WHAT YOU WILL DO: Give back the data below exactly, with every line kept the same.

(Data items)

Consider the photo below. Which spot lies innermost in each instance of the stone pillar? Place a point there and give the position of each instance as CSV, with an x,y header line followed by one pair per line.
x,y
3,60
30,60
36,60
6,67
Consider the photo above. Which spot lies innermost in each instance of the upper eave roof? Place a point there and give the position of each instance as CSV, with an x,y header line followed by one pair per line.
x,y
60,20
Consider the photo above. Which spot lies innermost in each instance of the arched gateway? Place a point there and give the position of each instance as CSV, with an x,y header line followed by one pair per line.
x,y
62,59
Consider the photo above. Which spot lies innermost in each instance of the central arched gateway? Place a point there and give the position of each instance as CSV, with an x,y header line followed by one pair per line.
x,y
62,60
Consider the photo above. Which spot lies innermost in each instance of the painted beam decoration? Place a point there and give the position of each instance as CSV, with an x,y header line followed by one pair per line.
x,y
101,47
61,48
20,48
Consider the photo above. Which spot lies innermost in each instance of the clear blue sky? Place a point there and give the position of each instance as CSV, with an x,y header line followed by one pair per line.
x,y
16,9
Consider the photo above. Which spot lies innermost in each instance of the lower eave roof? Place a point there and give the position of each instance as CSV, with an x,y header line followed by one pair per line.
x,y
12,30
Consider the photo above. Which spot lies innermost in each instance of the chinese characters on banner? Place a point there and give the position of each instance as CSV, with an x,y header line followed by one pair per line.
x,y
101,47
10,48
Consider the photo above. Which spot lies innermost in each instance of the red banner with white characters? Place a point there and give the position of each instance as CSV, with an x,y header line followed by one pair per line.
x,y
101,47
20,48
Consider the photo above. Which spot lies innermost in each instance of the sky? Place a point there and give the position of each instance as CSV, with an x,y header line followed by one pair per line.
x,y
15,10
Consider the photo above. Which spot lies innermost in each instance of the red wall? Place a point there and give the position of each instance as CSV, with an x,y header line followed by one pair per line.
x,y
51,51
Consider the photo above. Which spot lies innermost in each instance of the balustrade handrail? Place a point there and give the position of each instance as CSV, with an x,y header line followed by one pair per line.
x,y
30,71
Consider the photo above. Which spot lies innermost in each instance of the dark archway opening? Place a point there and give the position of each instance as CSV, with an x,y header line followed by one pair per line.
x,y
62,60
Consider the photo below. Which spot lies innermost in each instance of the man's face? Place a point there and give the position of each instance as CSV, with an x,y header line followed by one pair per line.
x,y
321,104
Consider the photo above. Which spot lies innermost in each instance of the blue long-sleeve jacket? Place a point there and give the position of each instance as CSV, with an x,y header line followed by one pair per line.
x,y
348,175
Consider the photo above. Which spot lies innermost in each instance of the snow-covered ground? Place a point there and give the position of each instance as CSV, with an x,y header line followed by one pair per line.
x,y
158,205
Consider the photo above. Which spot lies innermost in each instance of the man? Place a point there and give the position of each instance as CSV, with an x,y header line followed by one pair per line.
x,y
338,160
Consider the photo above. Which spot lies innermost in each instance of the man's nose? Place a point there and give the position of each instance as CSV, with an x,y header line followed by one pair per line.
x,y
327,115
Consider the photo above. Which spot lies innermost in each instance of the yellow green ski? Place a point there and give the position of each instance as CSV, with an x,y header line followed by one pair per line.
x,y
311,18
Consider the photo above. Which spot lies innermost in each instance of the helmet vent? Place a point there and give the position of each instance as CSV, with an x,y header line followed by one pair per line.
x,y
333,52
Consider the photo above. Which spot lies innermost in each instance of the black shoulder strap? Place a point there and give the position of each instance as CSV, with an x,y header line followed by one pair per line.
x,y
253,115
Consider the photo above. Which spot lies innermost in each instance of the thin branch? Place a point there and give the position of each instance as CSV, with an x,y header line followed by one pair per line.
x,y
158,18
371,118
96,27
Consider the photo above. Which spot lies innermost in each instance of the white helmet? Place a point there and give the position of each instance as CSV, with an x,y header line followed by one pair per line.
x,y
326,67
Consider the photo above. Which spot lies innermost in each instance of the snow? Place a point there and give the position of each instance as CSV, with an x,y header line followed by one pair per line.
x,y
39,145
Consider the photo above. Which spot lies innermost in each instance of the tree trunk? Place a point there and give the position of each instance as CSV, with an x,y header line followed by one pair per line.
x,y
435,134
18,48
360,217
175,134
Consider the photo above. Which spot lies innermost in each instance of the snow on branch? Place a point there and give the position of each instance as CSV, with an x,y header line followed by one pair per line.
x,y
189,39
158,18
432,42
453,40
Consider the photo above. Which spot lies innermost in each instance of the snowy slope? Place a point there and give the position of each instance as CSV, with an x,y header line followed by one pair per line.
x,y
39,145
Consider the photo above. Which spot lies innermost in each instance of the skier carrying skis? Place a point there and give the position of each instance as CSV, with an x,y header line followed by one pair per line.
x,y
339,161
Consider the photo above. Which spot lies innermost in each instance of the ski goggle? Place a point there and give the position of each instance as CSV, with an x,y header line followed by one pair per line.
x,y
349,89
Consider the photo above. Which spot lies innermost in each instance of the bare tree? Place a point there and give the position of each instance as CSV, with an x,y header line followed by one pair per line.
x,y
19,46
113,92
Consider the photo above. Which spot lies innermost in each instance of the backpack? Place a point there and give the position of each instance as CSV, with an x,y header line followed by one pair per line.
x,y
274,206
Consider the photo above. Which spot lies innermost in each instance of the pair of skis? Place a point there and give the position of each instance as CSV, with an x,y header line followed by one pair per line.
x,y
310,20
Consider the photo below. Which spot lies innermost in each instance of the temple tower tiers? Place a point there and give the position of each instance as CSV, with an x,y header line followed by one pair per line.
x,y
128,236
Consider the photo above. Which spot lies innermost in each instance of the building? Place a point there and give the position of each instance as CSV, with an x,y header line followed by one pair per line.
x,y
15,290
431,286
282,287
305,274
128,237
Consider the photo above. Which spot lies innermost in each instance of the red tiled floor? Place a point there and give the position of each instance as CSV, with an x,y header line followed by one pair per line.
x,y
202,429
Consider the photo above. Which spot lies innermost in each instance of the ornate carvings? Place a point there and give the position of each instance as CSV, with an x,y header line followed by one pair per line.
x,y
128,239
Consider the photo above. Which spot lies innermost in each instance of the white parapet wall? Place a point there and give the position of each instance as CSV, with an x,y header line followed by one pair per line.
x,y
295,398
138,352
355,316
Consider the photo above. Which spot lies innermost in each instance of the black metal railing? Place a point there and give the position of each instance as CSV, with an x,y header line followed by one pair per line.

EXERCISE OUTPUT:
Consider the photo below. Which spot lies innermost in each instance of the stone pillar? Place a point there and give the position of each instance as CSV, with an x,y header line followed by one pair per line.
x,y
3,60
30,60
36,60
6,67
Consider the photo above. Which spot lies innermost in each instance of the upper eave roof? Place a point there and give the position of each instance as CSV, with an x,y header line followed by one pair per line.
x,y
60,20
Consider the photo above. Which spot lies innermost in each instance of the arched gateway? Place a point there and give the position of each instance as CSV, with an x,y header line followed by one pair per line.
x,y
62,59
Consider the photo above. Which spot lies innermost in each instance of the central arched gateway? Place a point there and give the position of each instance as CSV, with an x,y header line followed by one pair per line.
x,y
62,60
Consider the photo above. Which spot lies innermost in each instance of the painted beam decoration? Place a point there and give the position of each instance as CSV, with an x,y header line followed by one pair per line.
x,y
101,47
61,48
20,48
Consider the photo above. Which spot lies innermost in each instance of the clear blue sky? Place a point there and give the position of each instance as CSV, with an x,y header line followed by one pair per line.
x,y
16,9
Consider the photo above. Which spot lies innermost in each instance of the lower eave roof? Place a point there and give the position of each instance as CSV, with an x,y header line followed by one pair per line.
x,y
12,30
Consider the photo above. Which spot lies innermost in each instance of the chinese characters on banner? Place a point there and give the position of each instance as CSV, with an x,y header line followed by one pair per line.
x,y
101,47
10,48
Consider the photo above. Which spot lies innermost in each instance of the red banner with white characters? Place a point there and give the position of each instance as CSV, with an x,y header line followed by one pair per line.
x,y
101,47
20,48
Consider the photo above. Which spot lies innermost in each instance of the sky? Place a point there and give the position of each instance as CSV, with an x,y header line followed by one pair per line.
x,y
15,10
Consider the photo above. Which spot lies innermost in each instance of the red wall? Place a point there and give the position of each instance as CSV, with an x,y header line followed by one pair per line.
x,y
51,51
Consider the photo above. Which spot lies innermost in each instance of the balustrade handrail? Place a point there and give the position of each instance as CSV, with an x,y header line followed by one pair per line.
x,y
30,71
Consider the photo above. Which spot lies innermost in each instance of the dark archway opening? Place a point there and give the position of each instance as CSV, with an x,y header line followed by one pair per line.
x,y
62,60
Consider the photo below. Which spot lies innermost in each instance of the man's face? Place a point there and give the position of each instance as CSV, with an x,y header line followed by one pair per line.
x,y
321,104
Consider the photo above. Which spot lies innermost in each instance of the blue long-sleeve jacket? Place a point there and give the position of each instance as CSV, with an x,y header line followed by one pair per line.
x,y
348,175
Consider the photo above. Which spot lies innermost in each instance of the snow-covered ground? Place a point there and give the position of each instance as CSV, with an x,y header line followed by one pair per line.
x,y
158,205
Consider the photo above. Which spot lies innermost in each instance of the man? Place a point there and give the position of each instance as CSV, with an x,y header line followed by one pair per line.
x,y
338,160
Consider the photo above. Which spot lies innermost in each instance of the man's nose? Place a point there and give the position of each instance as CSV, with an x,y header line followed by one pair per line.
x,y
327,115
Consider the photo above. Which spot lies innermost in each instance of the yellow green ski? Place a point there and give the position of each instance as CSV, with an x,y header line followed by one pair per line.
x,y
311,18
Consider the photo above. Which spot lies innermost in each instance of the helmet vent? Place a point there and give the position of each instance as CSV, with an x,y header line followed by one pair per line.
x,y
333,52
Consider the photo above. Which spot lies innermost in each instance of the black shoulder strap? Place a point there and give the position of each instance as CSV, with an x,y header line followed by one pair per line.
x,y
253,115
Consider the photo above. Which spot lies innermost in each instance of the thin branch? Place a point there and give the position of each instance as CSV, with an x,y header line followed by one pair per line.
x,y
158,18
371,118
96,27
Consider the photo above. Which spot lies innermost in each instance of the white helmet? Place a point there and give the position of each instance as CSV, with an x,y header line followed by one pair per line.
x,y
326,67
Consider the photo above. Which spot lies innermost in each instance of the snow? Place a point there and give the position of each instance as CSV, with an x,y header line followed by one pair per line.
x,y
39,145
Consider the photo above. Which spot lies innermost in each instance of the tree trunk? Place a point there and give the position of each instance as CSV, with an x,y header line followed by one pair per line.
x,y
435,134
18,48
360,217
175,134
Consider the photo above. Which spot lies innermost in each instance of the snow on branch? Place a point there and give the position of each instance as CSV, with an x,y header line followed by one pair per line.
x,y
189,39
158,18
432,42
453,40
Consider the photo above. Which spot lies innermost in each instance of the snowy slope? Place a point there and give the position of each instance as CSV, with an x,y header line followed by one pair per line.
x,y
39,145
Consider the photo above. Which spot lies innermost in each instance of the skier carrying skis? Place a point there and give the position of each instance as CSV, with an x,y header line followed by one pair per line.
x,y
339,161
Consider the photo above. Which spot lies innermost in each instance of the ski goggle? Place a point there and give the position of each instance as CSV, with an x,y header line followed by one pair per line.
x,y
349,89
Consider the photo above. Which spot lies innermost in each instance of the bare tree? Place a point there and give the position of each instance as CSV, with an x,y header line followed by one pair per line.
x,y
19,46
113,92
Consider the photo above. Which spot lies innermost in each instance of the backpack? Place a point there and give the position of each instance as CSV, with an x,y header line followed by one pair per line.
x,y
274,206
Consider the photo above. Which spot lies innermost in each instance of the pair of skis? Place a point there and give the position of each instance as CSV, with an x,y header line followed by one pair per line.
x,y
310,20
Consider the photo below. Which spot lies innermost in each instance of the temple tower tiers? Place a point there and give the position of each instance as CSV, with an x,y header line followed by one pair per line.
x,y
128,236
Consider the photo above. Which spot lies innermost in each instance of the building? Place a point there and give the position of each instance as CSV, with an x,y header line followed by one pair per line.
x,y
15,290
431,286
282,287
305,274
128,237
Consider the photo above. Which spot lies innermost in each instance of the red tiled floor? Place a point there and give the position of each instance as CSV, with an x,y header line followed by one pair per line.
x,y
202,429
Consider the photo above. Which spot lies innermost in each instance of the ornate carvings? Place a point there and give the position of each instance as CSV, with an x,y header line followed by one pair per line.
x,y
128,239
Consider the photo above. Which spot lies innermost in each instance of the white parapet wall? Place a point there and give the position of each instance as CSV, with an x,y header line followed by one pair per line.
x,y
295,398
138,352
355,316
Consider the photo above. Which spot lies innermost in each instance of the black metal railing? Place a point there and give the position of each instance as CSV, with an x,y header line followed by one pair per line.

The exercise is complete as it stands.